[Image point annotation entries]
= = =

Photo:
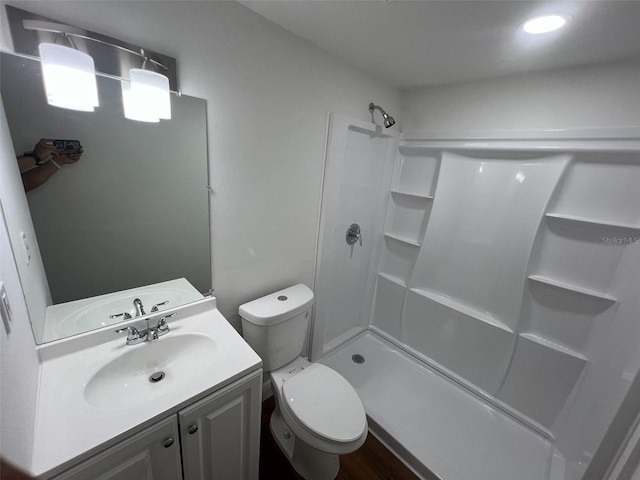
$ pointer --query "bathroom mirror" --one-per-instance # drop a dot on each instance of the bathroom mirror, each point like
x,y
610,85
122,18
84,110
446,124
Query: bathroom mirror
x,y
133,211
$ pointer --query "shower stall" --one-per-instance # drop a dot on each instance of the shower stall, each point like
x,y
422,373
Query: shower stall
x,y
492,305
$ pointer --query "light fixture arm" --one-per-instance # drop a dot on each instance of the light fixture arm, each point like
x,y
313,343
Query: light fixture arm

= = =

Rewrite all of the data above, changing every "drop a dot" to "place a mark" and keeping everything else the same. Leave the pictures out.

Photo:
$ pointer --query "bathroom mirror" --one-per-instance # place a mark on each instance of the bathroom mirror, each point like
x,y
610,85
122,18
84,110
446,124
Query: bathroom mirror
x,y
133,211
$ pointer --query "shower stall" --one-per-instance # place a mark on each instance of the shower stall, each point like
x,y
422,373
Query: shower stall
x,y
492,305
$ pointer --query "light fixture arm" --one-per-instance # place a mark on each instance of the light fixture arm, each point like
x,y
313,343
Query: light fixture arm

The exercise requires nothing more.